• _Work task_
A faithful copy without images is required: write out all the records exactly.

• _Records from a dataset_
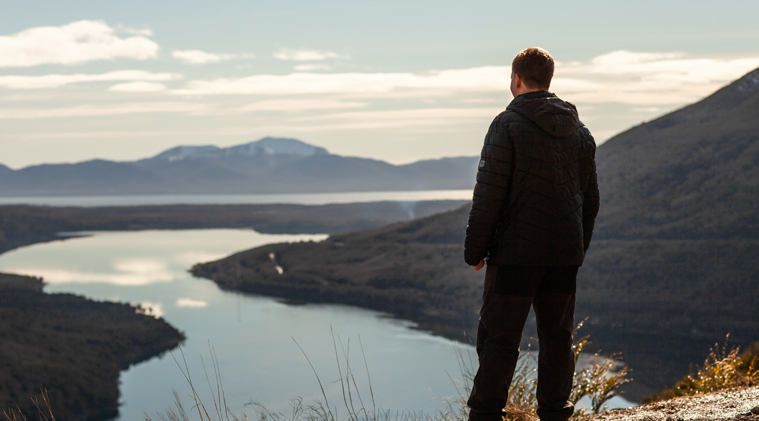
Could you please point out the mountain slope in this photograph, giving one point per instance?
(269, 165)
(692, 174)
(671, 270)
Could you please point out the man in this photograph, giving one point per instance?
(532, 216)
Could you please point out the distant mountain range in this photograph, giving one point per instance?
(673, 267)
(269, 165)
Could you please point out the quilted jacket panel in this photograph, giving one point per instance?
(536, 197)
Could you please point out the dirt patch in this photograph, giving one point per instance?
(736, 404)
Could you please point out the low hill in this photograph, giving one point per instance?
(672, 268)
(269, 165)
(72, 347)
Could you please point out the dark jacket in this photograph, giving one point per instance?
(536, 197)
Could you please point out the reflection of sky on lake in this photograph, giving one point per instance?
(253, 336)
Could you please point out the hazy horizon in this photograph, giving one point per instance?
(395, 81)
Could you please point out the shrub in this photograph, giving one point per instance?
(722, 369)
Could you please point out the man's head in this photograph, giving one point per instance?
(531, 70)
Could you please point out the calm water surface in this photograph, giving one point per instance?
(254, 337)
(217, 199)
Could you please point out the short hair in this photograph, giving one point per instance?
(535, 66)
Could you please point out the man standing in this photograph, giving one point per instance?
(532, 216)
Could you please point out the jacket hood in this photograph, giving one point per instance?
(555, 116)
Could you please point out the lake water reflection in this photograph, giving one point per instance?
(253, 336)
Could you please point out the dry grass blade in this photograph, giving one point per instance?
(321, 387)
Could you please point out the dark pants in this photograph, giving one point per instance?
(508, 294)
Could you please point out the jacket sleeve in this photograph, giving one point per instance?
(494, 174)
(590, 205)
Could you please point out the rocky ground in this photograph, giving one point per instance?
(735, 404)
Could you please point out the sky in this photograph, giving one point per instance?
(399, 81)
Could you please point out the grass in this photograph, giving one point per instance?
(722, 369)
(598, 381)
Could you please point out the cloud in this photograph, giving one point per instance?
(75, 43)
(134, 31)
(478, 79)
(299, 105)
(645, 79)
(101, 110)
(305, 55)
(640, 78)
(202, 57)
(405, 118)
(311, 67)
(138, 87)
(56, 80)
(189, 302)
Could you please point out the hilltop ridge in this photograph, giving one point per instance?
(269, 165)
(671, 270)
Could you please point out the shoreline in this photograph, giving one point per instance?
(71, 347)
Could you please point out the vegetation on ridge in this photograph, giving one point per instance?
(72, 347)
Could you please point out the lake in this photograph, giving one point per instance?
(229, 199)
(254, 337)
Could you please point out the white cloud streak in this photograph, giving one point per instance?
(648, 78)
(138, 87)
(311, 67)
(625, 77)
(75, 43)
(202, 57)
(478, 79)
(104, 110)
(56, 80)
(292, 105)
(305, 55)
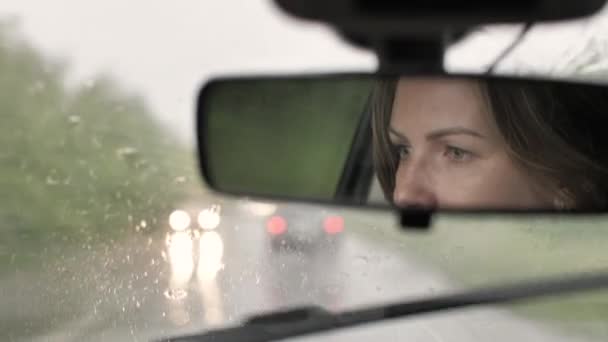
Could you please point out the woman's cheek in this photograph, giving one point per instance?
(477, 185)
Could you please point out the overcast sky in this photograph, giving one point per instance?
(165, 50)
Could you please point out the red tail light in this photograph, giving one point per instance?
(333, 224)
(276, 225)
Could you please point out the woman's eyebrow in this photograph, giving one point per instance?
(398, 134)
(454, 131)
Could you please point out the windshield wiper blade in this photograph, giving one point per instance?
(309, 320)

• _Answer space_
Could you please point out the mountain slope in this photograph, giving one point per instance?
(269, 165)
(692, 174)
(671, 270)
Could you please point out the man in this photograph, giving one point per instance?
(532, 216)
Could you please point out the distant mountain range in this photograph, giving one point per instance?
(673, 267)
(269, 165)
Could you please point out the quilted jacket panel in this photograph, giving one point per instance?
(536, 197)
Could you please point out the dirt patch in this photograph, giving one point per instance?
(736, 404)
Could you please point out the low hill in this photograph, giving one point per instance?
(672, 268)
(269, 165)
(72, 347)
Could you please point out the dark jacket in this photograph, giving one point per instance?
(536, 197)
Could you please point out the reflection of sky on lake in this photograph, giving one point per instance?
(253, 336)
Could you please point out the hazy horizon in this photograph, giving one point per instance?
(395, 81)
Could you please point out the shrub in this photograph, giving one point per instance?
(722, 369)
Could you please point out the man's head in this photograph, giving one point per instance?
(531, 70)
Could you please point out the calm water surface in this photograph, giving one point per instance?
(254, 337)
(217, 199)
Could you please point out the short hair in this photograph, giving one point per instance?
(535, 66)
Could you please point out the man standing in this photograph, giving one point per instance?
(532, 216)
Could you please point out the jacket hood in this photograph, giving one point per instance?
(555, 116)
Could you please point out the lake water reflection in this photograph, giving one point per instance?
(253, 336)
Could you please point out the dry grass blade in this photograph, giving one point per instance?
(321, 387)
Could you please point out the dark pants in this photograph, giving one point per instance?
(508, 294)
Could you please point out the jacket sleeve in this photograph, giving one point per instance?
(494, 174)
(590, 205)
Could you please point out the rocky ground in this photograph, giving one point per instance?
(735, 404)
Could you please point out the sky in this photograph, giving one point per instance?
(399, 81)
Could you please point out the grass in this photograph, giving one point per instance?
(722, 369)
(598, 381)
Could you please point out the cloud in this photograph, giving one point per instance?
(75, 43)
(134, 31)
(478, 79)
(299, 105)
(645, 79)
(101, 110)
(305, 55)
(640, 78)
(202, 57)
(405, 118)
(311, 67)
(138, 87)
(56, 80)
(189, 302)
Could you please point out the hilltop ridge in this photograph, giving one point per instance?
(269, 165)
(671, 270)
Could you please point out the shoreline in this photograph, giving one point per instance?
(71, 347)
Could you please point out the vegetation on ridge in this photograph, giving one point per instance?
(72, 347)
Could you please point out the lake in this photograph, giving one point per instance?
(229, 199)
(254, 337)
Could you please point out the white cloud streak in this photograph, giving one point per instance?
(648, 78)
(138, 87)
(311, 67)
(625, 77)
(75, 43)
(202, 57)
(478, 79)
(104, 110)
(56, 80)
(292, 105)
(305, 55)
Could you please point out the woman's cheek in this photograph, giving one point per instance?
(477, 185)
Could you please point out the overcast sky in this photograph, giving one point per instance?
(165, 50)
Could you please point out the red tail light in this photograph, giving one point per instance?
(333, 224)
(276, 225)
Could you please point out the woman's eyebrow in this photograph, giving one point per instance?
(398, 134)
(454, 131)
Could you please point out the windshield wiper blade in this photograph, giving one point per instance?
(309, 320)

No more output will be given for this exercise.